-------- Page

280 messages Options
1234 ... 14
Reply | Threaded
Open this post in threaded view
|

Using the GNU GMP Library for Bignums in Emacs

Siraphob (Ben) Phipathananunth
Emacs Calc was written many years ago, and as a result its current
implementation implements bignums purely in Emacs Lisp. Its bignum
operations also use a lot of hacks (such as performing carry
operations). Arbitrary precision arithmetic could be faster if Emacs
had GNU GMP linked to it, with the relevant Emacs Lisp functions added
in C.

What is the consensus on linking the GNU GMP library to Emacs so that
packages such as Emacs Calc (and others) could benefit from using
native types (i.e. "mpz_t") rather than reinventing the wheel?

The benefits of linking GNU GMP are clear. It would make it easier to
extend the math capabilities of Emacs, while making it faster and less
error-prone. However, the downsides, if any exist, should be discussed
as well, to gauge whether pursuing such a task would be fruitful.


Reply | Threaded
Open this post in threaded view
|

Re: Using the GNU GMP Library for Bignums in Emacs

Eli Zaretskii
> From: "Siraphob (Ben) Phipathananunth" <[hidden email]>
> Date: Sat, 21 Apr 2018 21:15:08 +0700
>
> Emacs Calc was written many years ago, and as a result its current
> implementation implements bignums purely in Emacs Lisp. Its bignum
> operations also use a lot of hacks (such as performing carry
> operations). Arbitrary precision arithmetic could be faster if Emacs
> had GNU GMP linked to it, with the relevant Emacs Lisp functions added
> in C.
>
> What is the consensus on linking the GNU GMP library to Emacs so that
> packages such as Emacs Calc (and others) could benefit from using
> native types (i.e. "mpz_t") rather than reinventing the wheel?

----------------
-------- Raw records

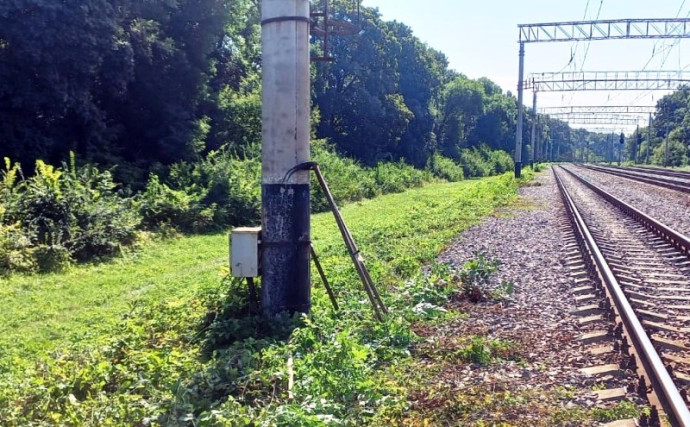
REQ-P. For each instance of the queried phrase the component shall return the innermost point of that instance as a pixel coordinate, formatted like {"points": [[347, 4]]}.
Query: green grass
{"points": [[161, 335], [41, 311]]}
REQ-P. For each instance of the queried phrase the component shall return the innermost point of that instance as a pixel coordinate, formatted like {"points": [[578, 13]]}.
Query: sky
{"points": [[479, 38]]}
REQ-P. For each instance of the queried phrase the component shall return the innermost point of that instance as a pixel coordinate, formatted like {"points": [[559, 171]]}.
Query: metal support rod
{"points": [[533, 141], [666, 153], [518, 131], [635, 147], [317, 263], [356, 256], [285, 210], [649, 138], [353, 250]]}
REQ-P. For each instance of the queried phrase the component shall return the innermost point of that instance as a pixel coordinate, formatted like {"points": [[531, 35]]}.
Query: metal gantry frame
{"points": [[606, 80], [603, 120], [595, 109], [611, 29], [677, 28]]}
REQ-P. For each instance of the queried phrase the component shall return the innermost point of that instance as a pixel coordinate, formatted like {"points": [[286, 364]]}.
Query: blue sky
{"points": [[480, 39]]}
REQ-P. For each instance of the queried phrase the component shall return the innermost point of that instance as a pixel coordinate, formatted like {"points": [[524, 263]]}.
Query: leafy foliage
{"points": [[206, 358], [60, 215]]}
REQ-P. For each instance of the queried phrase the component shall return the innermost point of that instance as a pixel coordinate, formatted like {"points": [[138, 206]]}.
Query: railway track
{"points": [[641, 272], [673, 180]]}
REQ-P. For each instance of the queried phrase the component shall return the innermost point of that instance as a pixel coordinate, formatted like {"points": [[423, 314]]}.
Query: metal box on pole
{"points": [[244, 252]]}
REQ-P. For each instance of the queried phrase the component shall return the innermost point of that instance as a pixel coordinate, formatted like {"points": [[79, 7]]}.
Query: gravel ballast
{"points": [[530, 240]]}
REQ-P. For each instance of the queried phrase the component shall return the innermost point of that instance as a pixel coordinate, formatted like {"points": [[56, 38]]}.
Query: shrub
{"points": [[482, 161], [160, 207], [61, 214], [445, 168], [215, 192], [473, 164]]}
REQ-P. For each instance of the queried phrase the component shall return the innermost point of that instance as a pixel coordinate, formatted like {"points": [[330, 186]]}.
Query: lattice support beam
{"points": [[606, 80], [606, 109], [605, 30], [598, 120]]}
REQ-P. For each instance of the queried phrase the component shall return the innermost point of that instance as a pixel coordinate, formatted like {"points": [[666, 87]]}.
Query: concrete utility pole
{"points": [[518, 131], [666, 149], [534, 128], [285, 143], [649, 138]]}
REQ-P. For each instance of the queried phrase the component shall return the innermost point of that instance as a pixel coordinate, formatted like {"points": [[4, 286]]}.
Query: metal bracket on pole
{"points": [[518, 131], [374, 297]]}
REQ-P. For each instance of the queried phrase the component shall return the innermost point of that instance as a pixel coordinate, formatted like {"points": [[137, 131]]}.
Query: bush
{"points": [[61, 215], [445, 168], [482, 161], [347, 180]]}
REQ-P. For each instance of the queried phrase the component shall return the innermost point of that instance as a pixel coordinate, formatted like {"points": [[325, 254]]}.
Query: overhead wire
{"points": [[666, 51]]}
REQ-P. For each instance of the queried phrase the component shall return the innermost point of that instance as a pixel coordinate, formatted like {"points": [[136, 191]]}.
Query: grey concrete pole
{"points": [[649, 138], [666, 149], [285, 108], [533, 140], [518, 131]]}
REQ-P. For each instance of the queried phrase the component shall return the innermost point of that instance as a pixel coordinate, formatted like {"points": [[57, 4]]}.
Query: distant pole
{"points": [[649, 138], [518, 131], [284, 144], [534, 127], [635, 147], [558, 151], [666, 150]]}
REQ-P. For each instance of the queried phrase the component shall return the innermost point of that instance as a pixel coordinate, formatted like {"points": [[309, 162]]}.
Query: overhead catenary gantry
{"points": [[597, 120], [677, 28], [594, 109], [606, 80]]}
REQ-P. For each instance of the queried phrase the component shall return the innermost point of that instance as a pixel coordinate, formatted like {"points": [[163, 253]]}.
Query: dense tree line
{"points": [[144, 84]]}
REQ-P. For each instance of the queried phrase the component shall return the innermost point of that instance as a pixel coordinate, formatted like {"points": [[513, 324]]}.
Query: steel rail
{"points": [[676, 238], [662, 383], [660, 182], [660, 171]]}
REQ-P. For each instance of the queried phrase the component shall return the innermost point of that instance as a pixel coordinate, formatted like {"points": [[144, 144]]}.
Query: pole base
{"points": [[285, 249], [518, 169]]}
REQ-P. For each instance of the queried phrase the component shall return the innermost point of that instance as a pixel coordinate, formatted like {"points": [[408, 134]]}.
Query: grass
{"points": [[39, 312], [160, 336]]}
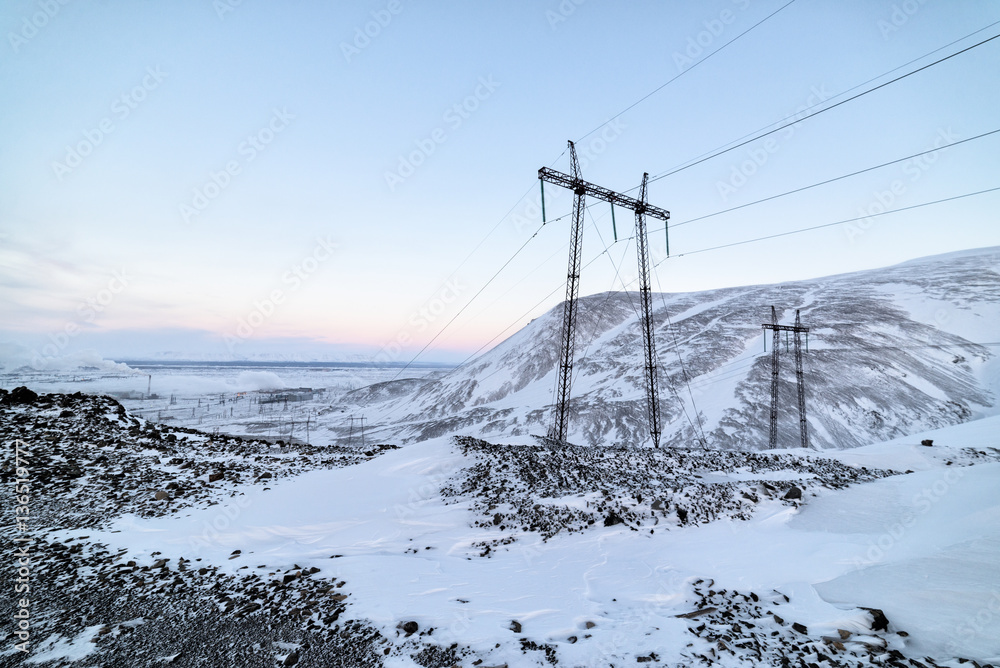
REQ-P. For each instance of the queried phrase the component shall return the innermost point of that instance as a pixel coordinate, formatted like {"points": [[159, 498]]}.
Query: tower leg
{"points": [[800, 381], [568, 338], [776, 344], [648, 341]]}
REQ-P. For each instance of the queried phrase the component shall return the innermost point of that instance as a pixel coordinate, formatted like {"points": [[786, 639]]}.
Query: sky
{"points": [[220, 179]]}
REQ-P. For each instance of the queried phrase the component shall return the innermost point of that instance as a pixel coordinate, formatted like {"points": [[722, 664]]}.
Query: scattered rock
{"points": [[793, 493], [879, 621], [22, 395]]}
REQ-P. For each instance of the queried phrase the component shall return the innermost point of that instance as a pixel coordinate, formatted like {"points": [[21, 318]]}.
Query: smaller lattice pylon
{"points": [[797, 330]]}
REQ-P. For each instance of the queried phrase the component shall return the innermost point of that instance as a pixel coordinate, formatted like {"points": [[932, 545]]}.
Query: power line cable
{"points": [[837, 178], [683, 72], [839, 222], [845, 92], [817, 112]]}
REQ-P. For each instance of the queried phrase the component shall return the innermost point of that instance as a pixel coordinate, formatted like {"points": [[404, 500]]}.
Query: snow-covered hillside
{"points": [[891, 352], [154, 545]]}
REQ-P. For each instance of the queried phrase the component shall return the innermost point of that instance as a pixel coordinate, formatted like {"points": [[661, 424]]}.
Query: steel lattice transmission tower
{"points": [[642, 209], [797, 330]]}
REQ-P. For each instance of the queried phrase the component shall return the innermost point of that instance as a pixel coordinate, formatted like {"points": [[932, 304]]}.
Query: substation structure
{"points": [[641, 208]]}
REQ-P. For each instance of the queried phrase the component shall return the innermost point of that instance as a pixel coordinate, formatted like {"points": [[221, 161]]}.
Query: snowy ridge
{"points": [[891, 351]]}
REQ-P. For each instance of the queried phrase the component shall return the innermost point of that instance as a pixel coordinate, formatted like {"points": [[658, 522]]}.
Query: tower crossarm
{"points": [[785, 328], [580, 186]]}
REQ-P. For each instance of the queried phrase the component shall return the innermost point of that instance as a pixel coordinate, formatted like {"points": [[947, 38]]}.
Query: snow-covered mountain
{"points": [[891, 352]]}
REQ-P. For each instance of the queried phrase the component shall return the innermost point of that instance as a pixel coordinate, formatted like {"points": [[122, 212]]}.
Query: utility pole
{"points": [[564, 372], [796, 330]]}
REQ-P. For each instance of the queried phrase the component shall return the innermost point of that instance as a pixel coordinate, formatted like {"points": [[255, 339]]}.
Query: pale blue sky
{"points": [[356, 260]]}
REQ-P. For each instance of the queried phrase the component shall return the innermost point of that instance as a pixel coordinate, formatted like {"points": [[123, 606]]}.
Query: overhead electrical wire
{"points": [[716, 153], [836, 178], [845, 92], [839, 222], [683, 72], [761, 135]]}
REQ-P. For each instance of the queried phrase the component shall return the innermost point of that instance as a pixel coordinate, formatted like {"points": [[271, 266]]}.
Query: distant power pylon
{"points": [[642, 209], [350, 438], [797, 330]]}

----------------

In the thread on using GNU GMP for bignums in Emacs, list every benefit that the paragraph beginning "The benefits of linking GNU GMP are clear" attributes to linking the library.

- It would make it easier to extend the math capabilities of Emacs.
- It would make Emacs faster.
- It would make Emacs less error-prone.